Segment Start: Given data

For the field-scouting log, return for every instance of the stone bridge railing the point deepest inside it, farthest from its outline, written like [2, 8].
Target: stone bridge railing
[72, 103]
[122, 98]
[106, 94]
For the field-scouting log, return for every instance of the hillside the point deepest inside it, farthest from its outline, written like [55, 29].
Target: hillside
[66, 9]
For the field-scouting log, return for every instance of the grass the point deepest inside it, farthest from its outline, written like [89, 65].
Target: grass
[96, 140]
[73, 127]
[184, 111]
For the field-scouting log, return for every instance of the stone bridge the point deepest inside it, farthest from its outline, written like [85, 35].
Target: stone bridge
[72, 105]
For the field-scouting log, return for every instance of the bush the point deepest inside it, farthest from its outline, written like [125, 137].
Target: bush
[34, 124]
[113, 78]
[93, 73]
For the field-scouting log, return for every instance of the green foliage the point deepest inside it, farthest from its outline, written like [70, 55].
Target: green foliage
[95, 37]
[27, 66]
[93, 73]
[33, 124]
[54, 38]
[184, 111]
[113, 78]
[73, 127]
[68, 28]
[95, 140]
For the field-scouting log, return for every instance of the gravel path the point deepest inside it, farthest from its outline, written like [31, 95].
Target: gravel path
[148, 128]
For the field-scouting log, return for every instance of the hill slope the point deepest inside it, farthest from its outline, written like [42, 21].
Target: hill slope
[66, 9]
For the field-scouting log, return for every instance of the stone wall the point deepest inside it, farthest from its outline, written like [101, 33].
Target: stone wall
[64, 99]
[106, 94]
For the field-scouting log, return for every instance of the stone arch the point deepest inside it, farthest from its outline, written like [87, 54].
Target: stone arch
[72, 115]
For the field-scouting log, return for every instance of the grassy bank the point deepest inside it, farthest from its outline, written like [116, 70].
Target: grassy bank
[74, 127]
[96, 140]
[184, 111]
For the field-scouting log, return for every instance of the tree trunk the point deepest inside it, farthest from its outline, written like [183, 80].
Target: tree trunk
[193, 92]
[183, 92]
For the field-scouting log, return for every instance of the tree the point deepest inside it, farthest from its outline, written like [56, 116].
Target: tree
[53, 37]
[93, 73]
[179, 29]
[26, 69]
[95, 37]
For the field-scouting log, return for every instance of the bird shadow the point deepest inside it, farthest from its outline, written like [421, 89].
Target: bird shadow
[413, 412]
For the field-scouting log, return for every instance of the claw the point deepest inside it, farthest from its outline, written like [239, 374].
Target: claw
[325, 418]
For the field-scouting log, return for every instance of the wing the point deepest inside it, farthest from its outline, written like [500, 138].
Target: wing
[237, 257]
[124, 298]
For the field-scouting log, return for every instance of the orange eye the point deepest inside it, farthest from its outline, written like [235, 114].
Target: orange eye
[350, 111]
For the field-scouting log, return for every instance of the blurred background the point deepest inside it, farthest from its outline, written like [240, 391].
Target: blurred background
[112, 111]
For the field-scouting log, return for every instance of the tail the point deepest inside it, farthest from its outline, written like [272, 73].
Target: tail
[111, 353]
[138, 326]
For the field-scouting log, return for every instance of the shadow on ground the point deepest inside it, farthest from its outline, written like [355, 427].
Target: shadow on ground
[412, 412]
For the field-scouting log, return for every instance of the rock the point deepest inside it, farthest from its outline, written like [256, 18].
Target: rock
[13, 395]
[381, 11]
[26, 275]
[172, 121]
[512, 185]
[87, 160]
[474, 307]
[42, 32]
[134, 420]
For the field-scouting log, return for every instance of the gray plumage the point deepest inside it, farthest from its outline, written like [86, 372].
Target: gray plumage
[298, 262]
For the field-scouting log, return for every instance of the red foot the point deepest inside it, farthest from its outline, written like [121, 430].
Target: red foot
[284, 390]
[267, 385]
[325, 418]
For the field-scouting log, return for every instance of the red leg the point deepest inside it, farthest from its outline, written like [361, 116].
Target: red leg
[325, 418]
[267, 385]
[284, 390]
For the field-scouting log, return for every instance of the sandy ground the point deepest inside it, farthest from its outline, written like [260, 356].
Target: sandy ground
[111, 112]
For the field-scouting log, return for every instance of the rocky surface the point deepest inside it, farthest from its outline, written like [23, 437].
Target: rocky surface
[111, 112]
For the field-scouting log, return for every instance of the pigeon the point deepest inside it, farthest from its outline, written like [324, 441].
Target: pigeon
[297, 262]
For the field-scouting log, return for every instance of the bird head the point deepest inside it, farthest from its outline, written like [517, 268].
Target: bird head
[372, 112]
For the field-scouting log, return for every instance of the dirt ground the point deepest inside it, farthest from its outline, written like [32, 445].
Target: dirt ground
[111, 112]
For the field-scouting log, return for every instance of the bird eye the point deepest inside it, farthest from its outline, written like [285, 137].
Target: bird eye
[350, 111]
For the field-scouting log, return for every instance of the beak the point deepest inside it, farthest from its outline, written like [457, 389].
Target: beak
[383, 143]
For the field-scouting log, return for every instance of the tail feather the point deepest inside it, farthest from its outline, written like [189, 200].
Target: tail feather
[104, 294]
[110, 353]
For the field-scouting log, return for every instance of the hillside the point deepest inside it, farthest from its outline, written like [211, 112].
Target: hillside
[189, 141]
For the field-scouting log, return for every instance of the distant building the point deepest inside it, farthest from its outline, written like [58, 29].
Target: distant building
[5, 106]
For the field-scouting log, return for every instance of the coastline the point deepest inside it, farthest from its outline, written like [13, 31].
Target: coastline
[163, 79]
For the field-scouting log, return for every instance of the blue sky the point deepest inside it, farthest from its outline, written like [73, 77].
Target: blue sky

Segment End: Given data

— Required action —
The entries above must be retyped exactly, down to the last character.

— Exercise output —
For the field-scouting log, return for every instance of the stone bridge railing the point deepest inside it, farthest from its outline, written like [2, 8].
Target: stone bridge railing
[72, 103]
[122, 98]
[106, 94]
For the field-scouting log, return for every instance of the hillside the point deepest inside it, farthest from its outline, written like [55, 29].
Target: hillside
[66, 9]
For the field-scouting log, return for every instance of the grass the point deepest inside it, farthest from its outline, written like [89, 65].
Target: grass
[96, 140]
[73, 127]
[184, 111]
For the field-scouting log, return for every instance of the stone bridge the point deepest inside it, farthest from its outline, written like [85, 35].
Target: stone bridge
[72, 105]
For the field-scouting log, return for every instance of the bush the point deepest inside it, farthest from its outline, written like [125, 137].
Target: bush
[34, 124]
[113, 78]
[93, 73]
For the field-scouting log, return for every instance of the green foliage the point deepest inside it, farthest from its outline, written like [70, 55].
Target: green foliage
[95, 37]
[27, 66]
[93, 73]
[33, 124]
[54, 38]
[184, 111]
[113, 78]
[73, 127]
[68, 28]
[95, 140]
For the field-scouting log, return for every instance of the gravel path the point deepest inside it, farthest from its outline, written like [31, 95].
Target: gravel path
[148, 128]
For the field-scouting log, return for every instance of the hill slope the point deepest inside it, farthest from its outline, written like [42, 21].
Target: hill slope
[66, 9]
For the field-scouting log, return for every instance of the stone wall the point deepest inside it, farthest from its outline, written like [101, 33].
Target: stone wall
[64, 99]
[106, 94]
For the field-scouting log, return for every instance of the stone arch the point deepest inside it, farthest from its outline, written like [87, 54].
Target: stone arch
[72, 115]
For the field-scouting log, return for every instance of the grassy bank the point deepest inside it, farthest from its outline, written like [116, 70].
Target: grassy bank
[74, 127]
[96, 140]
[184, 111]
For the field-scouting log, return for every instance of the tree trunk the point deepest inside it, farthest from its outline, written like [183, 80].
Target: tree trunk
[193, 92]
[183, 92]
For the field-scouting log, return for every instance of the tree the point deepest inside it, farthest from its outline, written like [56, 116].
Target: tree
[53, 37]
[93, 73]
[179, 29]
[26, 69]
[95, 37]
For the field-scouting log, return for every instance of the bird shadow the point deepest inside it, farthest from its outline, written like [421, 89].
Target: bird shadow
[413, 412]
For the field-scouting log, return for every instance of the claw the point deepest inside it, farthest from its outline, written like [239, 374].
Target: claw
[325, 418]
For the field-scouting log, return for every instance of the wing the point deepest inside it, farthest from its outline, written like [500, 138].
Target: wing
[237, 257]
[124, 298]
For the field-scouting log, return for every instance of the orange eye the point deepest inside it, farthest from its outline, written like [235, 114].
Target: orange eye
[350, 111]
For the field-scouting log, return for every instance of the blurred background the point deepest inside it, farthest from its outline, written like [240, 391].
Target: blurred background
[112, 111]
For the field-scouting log, return for every instance of the tail the point deepest inside it, farthest from its outline, written like [272, 73].
Target: tail
[111, 353]
[138, 326]
For the field-scouting log, return for every instance of the shadow on ground the point deepest inside it, farthest from its outline, written like [355, 427].
Target: shadow on ground
[412, 412]
For the field-scouting log, return for every instance of the rock the point deepest inside it, farthest from its outline, written like [256, 18].
Target: rock
[13, 395]
[381, 11]
[26, 275]
[172, 121]
[512, 185]
[87, 160]
[474, 307]
[42, 32]
[134, 420]
For the field-scouting log, return for every instance of the gray plumage the point deepest inside it, farthest from its outline, written like [86, 372].
Target: gray plumage
[298, 262]
For the field-scouting log, return for every instance of the red foot the point deepest inside it, farthest from its outline, written like [121, 430].
Target: red foot
[284, 390]
[267, 385]
[325, 418]
For the field-scouting log, return for every instance of the red leg the point deepest inside it, farthest from its outline, written like [361, 116].
Target: red leg
[325, 418]
[267, 385]
[284, 390]
For the field-scouting log, return for every instance of the sandy ground the point deepest inside it, farthest from its outline, written like [260, 356].
Target: sandy ground
[111, 112]
For the field-scouting log, return for every instance of the rocky surface the point deepest inside it, farthest from its outline, written like [23, 437].
Target: rocky surface
[111, 112]
For the field-scouting log, return for every instance of the pigeon the point deepest inside it, farthest from its outline, written like [324, 441].
Target: pigeon
[297, 262]
For the field-scouting log, return for every instance of the bird head the point deepest inside it, farthest from its outline, written like [517, 268].
Target: bird head
[372, 112]
For the field-scouting log, return for every instance of the dirt ground the point deepest inside it, farthest from its outline, written like [32, 445].
Target: dirt ground
[111, 112]
For the field-scouting log, return for every instance of the bird eye the point deepest inside it, farthest from its outline, written like [285, 137].
Target: bird eye
[350, 111]
For the field-scouting log, return for every instance of the beak the point deepest inside it, farthest from its outline, written like [457, 389].
Target: beak
[383, 143]
For the field-scouting log, return for every instance of the tail feather the point deepest inside it, farthest from its outline, written like [189, 200].
Target: tail feather
[104, 294]
[110, 353]
For the field-scouting log, return for every instance of the hillside the point deepest inside it, farthest from its outline, written like [211, 112].
Target: hillside
[189, 141]
For the field-scouting log, return for every instance of the distant building the point deepest inside it, farthest from its outline, written like [58, 29].
Target: distant building
[5, 106]
For the field-scouting log, return for every instance of the coastline the point deepest inside it, farthest from its outline, written like [13, 31].
Target: coastline
[163, 79]
For the field-scouting log, return for every instance of the blue sky the point deepest inside it, farthest from its outline, written like [73, 77].
Target: blue sky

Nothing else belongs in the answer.